Make an exact copy of the entries below with the pictures removed.

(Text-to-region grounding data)
---

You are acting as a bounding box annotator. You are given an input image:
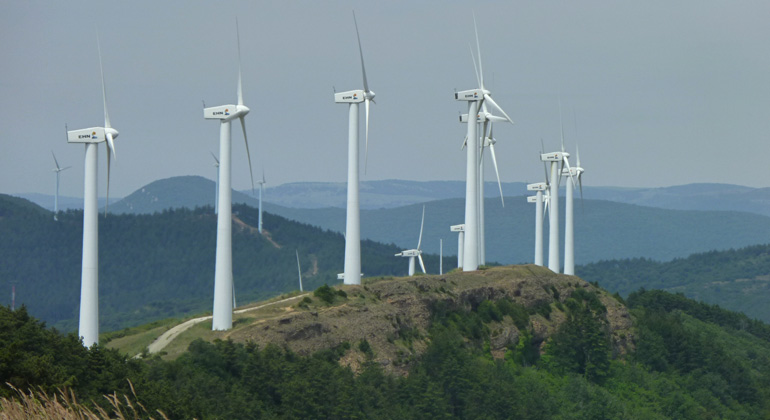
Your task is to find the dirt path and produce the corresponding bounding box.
[143,294,309,356]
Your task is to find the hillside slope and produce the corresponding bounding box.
[0,194,453,333]
[577,244,770,322]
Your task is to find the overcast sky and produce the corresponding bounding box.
[2,1,769,198]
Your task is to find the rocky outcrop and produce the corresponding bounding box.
[226,265,634,375]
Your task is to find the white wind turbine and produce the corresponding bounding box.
[51,151,71,221]
[540,102,574,273]
[65,35,118,347]
[203,20,255,331]
[256,170,265,233]
[454,14,514,271]
[333,11,375,286]
[527,181,547,266]
[211,152,219,214]
[563,141,585,276]
[395,206,427,276]
[450,224,465,268]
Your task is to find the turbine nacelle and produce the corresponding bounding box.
[562,167,583,177]
[203,104,250,121]
[454,88,487,101]
[334,89,366,103]
[527,182,548,191]
[541,151,569,162]
[395,249,421,257]
[527,196,538,203]
[450,224,465,232]
[67,127,119,144]
[458,112,508,124]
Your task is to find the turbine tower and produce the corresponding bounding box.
[563,143,584,275]
[256,170,266,233]
[455,15,513,271]
[211,152,219,214]
[66,35,118,347]
[333,11,375,285]
[203,20,255,331]
[51,151,71,221]
[395,206,427,276]
[527,182,547,266]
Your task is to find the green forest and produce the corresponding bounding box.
[576,244,770,322]
[3,287,770,419]
[0,194,455,333]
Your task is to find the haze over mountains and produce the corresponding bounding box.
[18,176,770,265]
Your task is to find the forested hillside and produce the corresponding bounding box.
[0,194,453,333]
[3,284,770,419]
[577,244,770,322]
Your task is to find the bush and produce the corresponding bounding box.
[314,284,336,304]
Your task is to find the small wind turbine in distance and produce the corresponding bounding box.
[450,224,465,268]
[51,151,71,221]
[333,11,375,286]
[256,170,266,233]
[395,206,427,276]
[65,34,119,347]
[439,239,443,275]
[211,152,219,214]
[296,249,303,292]
[203,19,256,331]
[527,181,547,266]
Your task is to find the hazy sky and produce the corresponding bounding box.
[2,1,769,198]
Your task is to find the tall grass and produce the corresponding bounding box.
[0,381,177,420]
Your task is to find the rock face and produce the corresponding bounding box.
[226,265,634,375]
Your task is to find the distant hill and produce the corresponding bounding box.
[15,192,112,212]
[577,244,770,322]
[263,197,770,265]
[0,194,453,333]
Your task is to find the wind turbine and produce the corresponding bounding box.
[296,249,303,292]
[450,224,465,268]
[563,141,585,275]
[211,152,219,214]
[439,239,443,275]
[540,101,574,273]
[455,14,513,271]
[203,20,255,331]
[51,152,71,221]
[333,11,375,285]
[256,170,265,233]
[527,181,547,266]
[395,206,427,276]
[65,35,118,347]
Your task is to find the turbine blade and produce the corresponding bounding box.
[364,98,370,174]
[418,254,427,274]
[559,96,565,153]
[563,156,575,188]
[106,131,116,161]
[573,108,581,167]
[353,11,369,93]
[262,168,266,184]
[541,138,549,184]
[489,141,504,207]
[62,166,72,171]
[478,120,489,165]
[417,205,425,250]
[236,18,243,106]
[97,33,111,129]
[461,135,467,150]
[240,116,255,195]
[210,151,219,165]
[473,12,484,89]
[484,94,513,124]
[469,44,480,87]
[52,151,61,170]
[296,249,302,283]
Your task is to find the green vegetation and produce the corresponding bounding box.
[0,194,453,333]
[577,244,770,322]
[4,286,770,419]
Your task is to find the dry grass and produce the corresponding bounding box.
[0,381,181,420]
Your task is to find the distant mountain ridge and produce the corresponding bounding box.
[15,176,770,216]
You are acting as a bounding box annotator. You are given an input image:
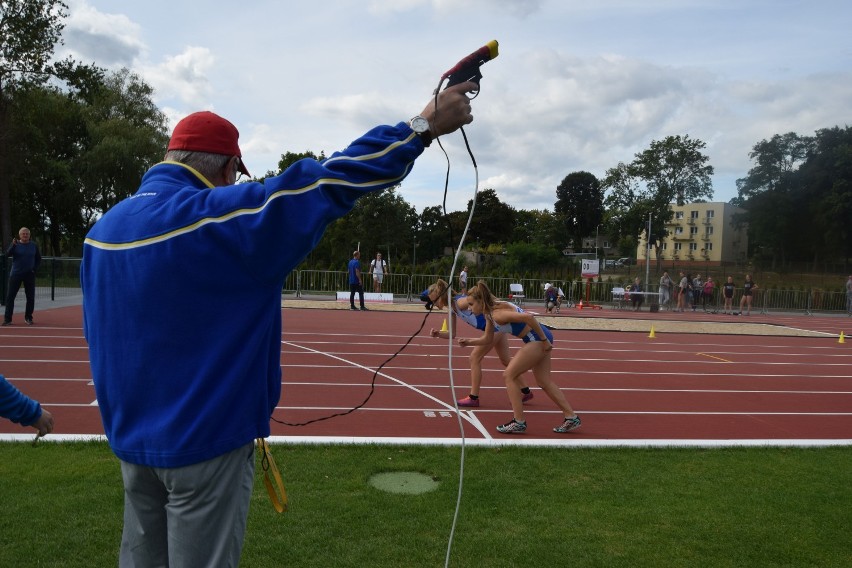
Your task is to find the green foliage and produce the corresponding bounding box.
[736,127,852,266]
[7,68,168,255]
[0,0,71,244]
[555,170,603,250]
[502,241,562,272]
[603,135,714,270]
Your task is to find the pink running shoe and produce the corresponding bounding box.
[457,396,480,407]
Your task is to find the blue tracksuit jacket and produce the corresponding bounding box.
[81,123,424,468]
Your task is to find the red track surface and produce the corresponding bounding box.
[2,305,851,445]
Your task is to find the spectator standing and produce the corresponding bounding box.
[659,271,673,310]
[676,272,688,312]
[349,251,367,311]
[3,227,41,326]
[368,252,388,293]
[738,274,758,315]
[459,266,468,294]
[722,276,736,314]
[702,276,715,311]
[692,274,703,311]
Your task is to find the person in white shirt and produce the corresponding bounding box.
[369,252,388,293]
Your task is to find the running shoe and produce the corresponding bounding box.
[553,416,582,433]
[522,391,534,403]
[496,418,527,434]
[457,396,480,407]
[25,318,33,325]
[350,306,359,311]
[360,306,369,311]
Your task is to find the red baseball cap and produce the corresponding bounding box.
[168,111,250,176]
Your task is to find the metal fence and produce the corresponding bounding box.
[5,259,851,316]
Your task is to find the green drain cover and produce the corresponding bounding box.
[368,472,440,495]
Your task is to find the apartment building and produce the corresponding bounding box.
[636,202,748,266]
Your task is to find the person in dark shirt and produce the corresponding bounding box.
[722,276,735,314]
[737,274,758,315]
[4,227,41,326]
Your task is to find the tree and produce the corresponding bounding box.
[631,134,714,207]
[554,171,603,252]
[309,187,416,269]
[78,68,169,221]
[465,188,515,247]
[511,209,562,247]
[7,68,168,255]
[791,126,852,264]
[0,0,69,245]
[8,84,85,255]
[734,132,814,267]
[603,135,714,268]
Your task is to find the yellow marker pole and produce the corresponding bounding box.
[441,319,448,333]
[840,331,846,344]
[648,325,656,339]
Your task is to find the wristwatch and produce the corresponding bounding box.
[409,116,433,147]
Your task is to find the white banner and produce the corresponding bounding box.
[581,259,600,278]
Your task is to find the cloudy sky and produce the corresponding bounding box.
[57,0,852,214]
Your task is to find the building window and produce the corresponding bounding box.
[689,242,698,251]
[603,241,610,248]
[675,226,684,235]
[690,226,699,236]
[690,210,699,219]
[662,243,668,250]
[674,242,682,251]
[675,211,684,219]
[706,242,713,251]
[706,210,715,218]
[705,226,714,236]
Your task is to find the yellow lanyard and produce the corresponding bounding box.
[256,438,288,513]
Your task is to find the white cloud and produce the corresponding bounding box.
[59,0,852,213]
[139,47,216,109]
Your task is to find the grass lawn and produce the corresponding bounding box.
[1,442,850,567]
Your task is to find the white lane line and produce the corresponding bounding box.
[2,433,850,447]
[281,340,481,430]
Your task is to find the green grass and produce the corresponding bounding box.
[2,442,851,567]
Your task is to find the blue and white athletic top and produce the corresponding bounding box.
[451,294,486,330]
[491,304,554,344]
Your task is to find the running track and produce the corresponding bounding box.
[2,304,851,447]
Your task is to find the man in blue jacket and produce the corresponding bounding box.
[81,82,474,566]
[3,227,41,326]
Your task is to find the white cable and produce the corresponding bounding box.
[443,129,480,568]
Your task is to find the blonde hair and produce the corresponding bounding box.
[428,278,450,297]
[467,280,497,314]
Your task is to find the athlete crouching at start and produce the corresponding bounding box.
[462,280,581,434]
[423,278,533,407]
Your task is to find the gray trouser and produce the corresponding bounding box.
[119,442,255,567]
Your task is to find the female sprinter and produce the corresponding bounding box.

---

Response box ->
You are acting as a bounding box annotator. You are given an input image:
Your task is to find the dirt path and produce the corresponding bounding box.
[143,294,309,356]
Your task is to find the hillside slope and produce the corresponding bounding box.
[0,194,453,333]
[577,244,770,322]
Your task is to find the overcast sky and produce the corresponding bounding box.
[2,1,769,198]
Your task is to find the rocky outcrop and produce the corresponding bounding box.
[226,265,634,375]
Your task is to find the white wind turbine and produce the corresponding bounding box.
[51,151,71,221]
[540,102,574,273]
[65,35,118,347]
[203,20,255,331]
[256,170,265,233]
[454,14,514,271]
[333,11,375,286]
[527,181,547,266]
[211,152,219,214]
[563,141,585,276]
[395,206,427,276]
[450,224,465,268]
Your task is to find the turbine nacelle and produce the corresponding bounding box.
[562,167,583,177]
[203,104,250,121]
[454,88,487,101]
[334,89,366,103]
[527,182,548,191]
[541,151,569,162]
[395,249,421,257]
[527,196,538,203]
[450,224,465,232]
[67,127,119,144]
[458,112,508,124]
Your task is to find the turbine tower and produce the corresponding bounding box.
[563,143,584,275]
[256,170,266,233]
[455,15,513,271]
[211,152,219,214]
[66,35,118,347]
[333,11,375,285]
[203,20,255,331]
[51,151,71,221]
[395,206,427,276]
[527,182,547,266]
Your task is to find the green forest and produce the corresponding bounding box.
[576,244,770,322]
[3,287,770,419]
[0,194,455,333]
Your task is to find the haze over mountains and produce the corresponding bounding box.
[18,176,770,265]
Your task is to find the forested hillside and produce the corresponding bounding box.
[0,194,453,333]
[3,284,770,419]
[577,244,770,322]
Your task is to find the bush and produce the corresponding bounding box.
[314,284,336,304]
Your task is to find the small wind turbine in distance and produce the corresponding bounding box.
[450,224,465,268]
[51,151,71,221]
[333,11,375,286]
[256,170,266,233]
[395,206,427,276]
[65,34,119,347]
[439,239,443,275]
[211,152,219,214]
[296,249,303,292]
[203,19,256,331]
[527,181,547,266]
Your task is to find the hazy sky and produce the corresponding bounding box.
[2,1,769,198]
Your task is to find the tall grass and produce the corresponding bounding box.
[0,381,177,420]
Your task is to find the rock face and produce the corresponding bounding box.
[226,265,634,375]
Your task is to find the distant hill and produce the corresponding bounding box.
[15,192,112,212]
[577,244,770,322]
[263,197,770,265]
[0,194,453,333]
Your task is to find the wind turbine and produce the corresponding bounding box.
[296,249,303,292]
[450,224,465,268]
[563,141,585,275]
[211,152,219,214]
[439,239,443,275]
[540,101,574,273]
[455,14,513,271]
[203,20,255,331]
[51,152,71,221]
[333,11,375,285]
[256,170,265,233]
[527,181,547,266]
[395,206,427,276]
[65,35,118,347]
Your task is to find the turbine blade and produce the corresponding bounding box.
[364,98,370,174]
[418,254,427,274]
[559,96,565,153]
[563,156,575,188]
[106,131,116,161]
[573,108,581,167]
[353,11,369,93]
[262,168,266,184]
[541,138,549,184]
[489,141,504,207]
[62,166,72,171]
[478,120,489,165]
[417,205,425,250]
[236,18,243,106]
[97,33,111,129]
[461,135,467,150]
[240,116,255,195]
[210,151,219,165]
[473,12,484,89]
[484,94,513,124]
[469,44,480,87]
[52,151,61,170]
[296,249,302,283]
Your task is to find the green vegetation and produce the corresponding bounding box.
[0,194,453,333]
[577,244,770,322]
[4,286,770,419]
Your task is to find the dry grass and produce the corresponding bounding box.
[0,381,181,420]
Your task is to find the distant mountain ridge and produce the corresponding bounding box.
[15,176,770,216]
You are acting as a bounding box annotator. You are given an input image:
Your task is to find the green foliage and produce the corresponding bounding box.
[736,127,852,266]
[7,68,168,255]
[0,0,71,244]
[555,170,603,250]
[502,241,562,272]
[603,135,714,270]
Your task is to find the pink running shoe and produce the corresponding bounding box.
[457,396,480,407]
Your task is to find the blue tracksuit jacket and produce the corresponding bounding box.
[81,123,424,468]
Your task is to find the red track surface and produce the corresponding bounding box.
[2,305,851,445]
Your task is to find the spectator standing and produce the corresponding bounding box.
[659,271,673,310]
[676,272,688,312]
[349,251,367,311]
[3,227,41,326]
[368,252,388,293]
[738,274,758,315]
[459,266,468,294]
[722,276,736,314]
[702,276,715,311]
[692,274,703,311]
Your task is to find the person in white shirt and produce the corresponding bounding box.
[369,252,388,293]
Your task is to find the running shoe and produce the corresponding bounding box.
[553,416,582,433]
[522,391,534,403]
[496,418,527,434]
[457,396,480,407]
[25,318,33,325]
[350,306,359,311]
[360,306,369,311]
Your task is to find the red baseball cap and produce the corresponding bounding box.
[168,111,250,176]
Your task is to find the metal fence and produce the corresponding bounding box.
[5,259,851,316]
Your task is to find the green drain cover and produce the corresponding bounding box.
[368,472,440,495]
Your task is to find the apartment building and produce the corresponding bounding box.
[636,202,748,266]
Your task is to find the person in dark shirt and produce the corresponding bounding box.
[722,276,735,314]
[737,274,758,315]
[4,227,41,326]
Your task is to find the tree and produce the corresponding bounding box.
[631,134,714,207]
[554,171,603,252]
[309,187,416,269]
[78,68,169,221]
[465,188,515,247]
[511,209,562,247]
[7,68,168,255]
[791,126,852,264]
[0,0,69,245]
[8,84,85,255]
[734,132,814,267]
[603,135,714,268]
Your task is to find the yellow marker pole and produce the corresponding bounding box.
[441,319,448,333]
[840,331,846,344]
[648,325,656,339]
Your task is to find the wristwatch and produce the corresponding bounding box.
[409,116,433,147]
Your task is to find the white banner and produce the corresponding bounding box.
[581,259,600,278]
Your task is to find the cloudy sky and produce the corresponding bounding box.
[57,0,852,214]
Your task is to find the building window and produce the corresponding bounding box.
[689,242,698,251]
[603,241,610,248]
[675,226,684,235]
[690,226,699,236]
[690,210,699,219]
[662,243,668,250]
[674,242,682,251]
[675,211,684,219]
[706,242,713,251]
[706,210,715,218]
[705,226,714,236]
Your task is to find the yellow lanyard and produce the corresponding bounding box.
[256,438,288,513]
Your task is to find the white cloud and produce the corresponding bounding box.
[59,0,852,213]
[139,47,216,109]
Your task is to find the grass lawn and produce the corresponding bounding box.
[1,442,850,567]
Your task is to find the white lane line and produce the corresponding bounding box.
[2,433,850,447]
[281,340,481,430]
Your task is to find the green grass and produce the corresponding bounding box.
[2,442,851,567]
Your task is to find the blue and white athletic top and produce the corresponding bounding box.
[451,294,486,330]
[491,304,554,344]
Your task is to find the running track and produce the corresponding bounding box.
[2,304,851,447]
Your task is to find the man in blue jacket and produce the corresponding bounding box.
[81,82,474,566]
[3,227,41,326]
Your task is to find the white cable and produce the corresponding bounding box.
[443,129,480,568]
Your task is to find the blonde hair and produce the corresponding bounding box.
[428,278,450,297]
[467,280,497,314]
Your task is to find the athlete crouching at start and produce the corresponding bounding box.
[462,280,581,434]
[423,278,533,407]
Your task is to find the gray trouser and produce the corresponding bounding box.
[119,442,255,567]
Your task is to find the female sprinter and produce the corresponding bounding box.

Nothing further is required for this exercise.